Exercise objective -
Scan the entries that follow for the word "reflection", then report every line in which it appears.

Point-per-instance localization data
——————
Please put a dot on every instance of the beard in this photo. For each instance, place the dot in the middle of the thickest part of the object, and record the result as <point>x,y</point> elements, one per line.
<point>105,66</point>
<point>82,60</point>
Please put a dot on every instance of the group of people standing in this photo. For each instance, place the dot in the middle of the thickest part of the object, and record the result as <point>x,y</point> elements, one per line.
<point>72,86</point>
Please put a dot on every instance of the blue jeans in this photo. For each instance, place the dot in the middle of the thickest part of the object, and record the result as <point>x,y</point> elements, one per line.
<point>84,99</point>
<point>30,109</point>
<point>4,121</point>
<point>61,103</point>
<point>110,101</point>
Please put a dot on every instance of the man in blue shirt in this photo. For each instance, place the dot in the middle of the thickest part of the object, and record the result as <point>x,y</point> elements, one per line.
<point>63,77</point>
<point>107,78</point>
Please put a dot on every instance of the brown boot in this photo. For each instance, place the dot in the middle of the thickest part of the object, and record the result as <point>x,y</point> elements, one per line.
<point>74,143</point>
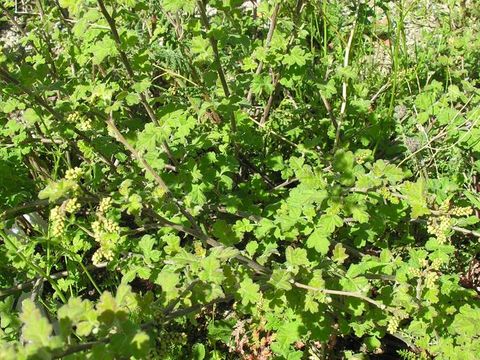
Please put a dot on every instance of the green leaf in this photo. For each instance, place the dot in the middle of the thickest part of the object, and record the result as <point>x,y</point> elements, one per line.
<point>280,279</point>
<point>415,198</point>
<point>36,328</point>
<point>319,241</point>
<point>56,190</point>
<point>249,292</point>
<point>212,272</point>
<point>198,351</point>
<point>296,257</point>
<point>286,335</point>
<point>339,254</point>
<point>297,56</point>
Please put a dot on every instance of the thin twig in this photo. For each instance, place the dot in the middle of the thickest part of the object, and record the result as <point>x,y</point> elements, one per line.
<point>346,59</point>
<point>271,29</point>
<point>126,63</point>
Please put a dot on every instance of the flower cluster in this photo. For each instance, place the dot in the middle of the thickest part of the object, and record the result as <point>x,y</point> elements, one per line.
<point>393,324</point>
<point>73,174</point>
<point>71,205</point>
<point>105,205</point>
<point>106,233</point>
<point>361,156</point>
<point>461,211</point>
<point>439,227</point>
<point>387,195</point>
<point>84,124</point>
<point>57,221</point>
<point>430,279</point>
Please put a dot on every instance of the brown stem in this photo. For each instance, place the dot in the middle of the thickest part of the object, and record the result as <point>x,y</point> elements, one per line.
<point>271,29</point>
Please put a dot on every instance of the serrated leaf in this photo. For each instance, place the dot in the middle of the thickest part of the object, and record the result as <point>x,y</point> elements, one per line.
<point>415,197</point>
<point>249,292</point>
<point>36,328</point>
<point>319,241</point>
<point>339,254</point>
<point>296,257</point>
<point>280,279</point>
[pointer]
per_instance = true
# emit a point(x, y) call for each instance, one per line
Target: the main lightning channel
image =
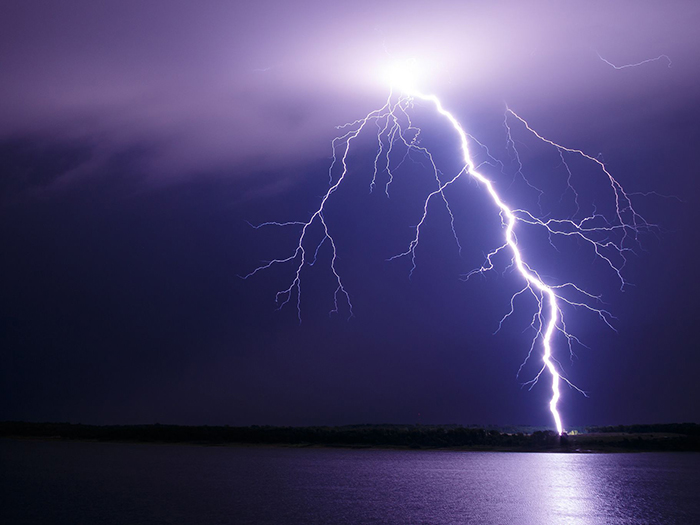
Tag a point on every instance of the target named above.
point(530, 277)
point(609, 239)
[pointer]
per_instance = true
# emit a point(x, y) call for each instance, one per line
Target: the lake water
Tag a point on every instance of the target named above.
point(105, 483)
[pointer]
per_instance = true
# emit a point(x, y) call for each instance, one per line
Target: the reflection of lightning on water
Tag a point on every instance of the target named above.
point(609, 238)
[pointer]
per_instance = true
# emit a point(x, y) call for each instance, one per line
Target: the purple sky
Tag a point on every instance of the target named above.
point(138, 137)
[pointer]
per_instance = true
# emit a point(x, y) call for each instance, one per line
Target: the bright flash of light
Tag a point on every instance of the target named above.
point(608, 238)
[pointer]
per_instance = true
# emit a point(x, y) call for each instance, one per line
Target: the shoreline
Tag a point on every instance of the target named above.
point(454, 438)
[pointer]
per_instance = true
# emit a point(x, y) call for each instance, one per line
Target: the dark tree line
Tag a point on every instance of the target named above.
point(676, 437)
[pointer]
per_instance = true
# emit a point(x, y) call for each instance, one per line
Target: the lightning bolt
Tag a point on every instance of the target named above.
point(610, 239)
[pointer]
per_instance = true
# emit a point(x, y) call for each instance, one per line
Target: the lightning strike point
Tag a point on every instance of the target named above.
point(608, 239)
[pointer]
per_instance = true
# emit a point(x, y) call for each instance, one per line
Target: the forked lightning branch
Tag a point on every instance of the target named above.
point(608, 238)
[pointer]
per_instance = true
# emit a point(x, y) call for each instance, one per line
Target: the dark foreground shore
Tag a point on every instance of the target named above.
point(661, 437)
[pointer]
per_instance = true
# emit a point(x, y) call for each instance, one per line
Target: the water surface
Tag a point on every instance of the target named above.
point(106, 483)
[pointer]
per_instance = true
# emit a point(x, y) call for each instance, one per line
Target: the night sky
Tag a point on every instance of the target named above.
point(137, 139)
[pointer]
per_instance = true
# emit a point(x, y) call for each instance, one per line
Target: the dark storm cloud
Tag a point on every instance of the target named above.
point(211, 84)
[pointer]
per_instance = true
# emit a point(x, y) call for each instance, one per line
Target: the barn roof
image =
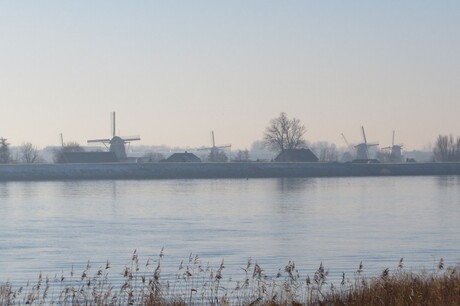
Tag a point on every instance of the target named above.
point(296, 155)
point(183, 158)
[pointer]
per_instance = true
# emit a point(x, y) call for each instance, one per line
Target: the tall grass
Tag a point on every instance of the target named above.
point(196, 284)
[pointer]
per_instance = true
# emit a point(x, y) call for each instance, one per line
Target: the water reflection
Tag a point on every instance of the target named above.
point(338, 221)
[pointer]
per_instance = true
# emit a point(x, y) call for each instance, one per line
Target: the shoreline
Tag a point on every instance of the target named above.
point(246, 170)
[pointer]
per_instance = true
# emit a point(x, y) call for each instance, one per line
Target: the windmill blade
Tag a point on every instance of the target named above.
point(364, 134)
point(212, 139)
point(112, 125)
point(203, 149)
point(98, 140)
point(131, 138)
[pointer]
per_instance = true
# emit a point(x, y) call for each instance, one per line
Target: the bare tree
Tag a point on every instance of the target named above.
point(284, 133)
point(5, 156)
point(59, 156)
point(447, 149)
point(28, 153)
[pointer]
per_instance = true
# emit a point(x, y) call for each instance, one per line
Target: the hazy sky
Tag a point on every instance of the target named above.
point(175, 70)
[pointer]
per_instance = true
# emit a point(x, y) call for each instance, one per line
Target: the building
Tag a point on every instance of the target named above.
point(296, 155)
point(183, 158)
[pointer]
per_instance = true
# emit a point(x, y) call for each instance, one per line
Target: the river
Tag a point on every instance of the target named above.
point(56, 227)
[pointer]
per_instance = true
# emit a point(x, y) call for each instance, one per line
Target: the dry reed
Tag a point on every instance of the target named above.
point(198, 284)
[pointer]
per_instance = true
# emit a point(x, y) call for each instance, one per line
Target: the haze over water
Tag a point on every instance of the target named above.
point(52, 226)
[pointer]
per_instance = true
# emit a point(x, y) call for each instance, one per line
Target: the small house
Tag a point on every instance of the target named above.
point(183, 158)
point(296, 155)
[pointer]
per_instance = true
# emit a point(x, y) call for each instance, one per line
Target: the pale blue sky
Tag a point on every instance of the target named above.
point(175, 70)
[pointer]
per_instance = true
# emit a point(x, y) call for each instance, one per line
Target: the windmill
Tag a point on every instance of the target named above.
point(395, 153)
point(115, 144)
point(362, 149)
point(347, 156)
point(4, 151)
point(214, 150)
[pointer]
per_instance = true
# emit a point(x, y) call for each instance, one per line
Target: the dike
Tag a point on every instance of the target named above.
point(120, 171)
——————
Response -
Target: the reflection of lightning on water
Target: the water reflection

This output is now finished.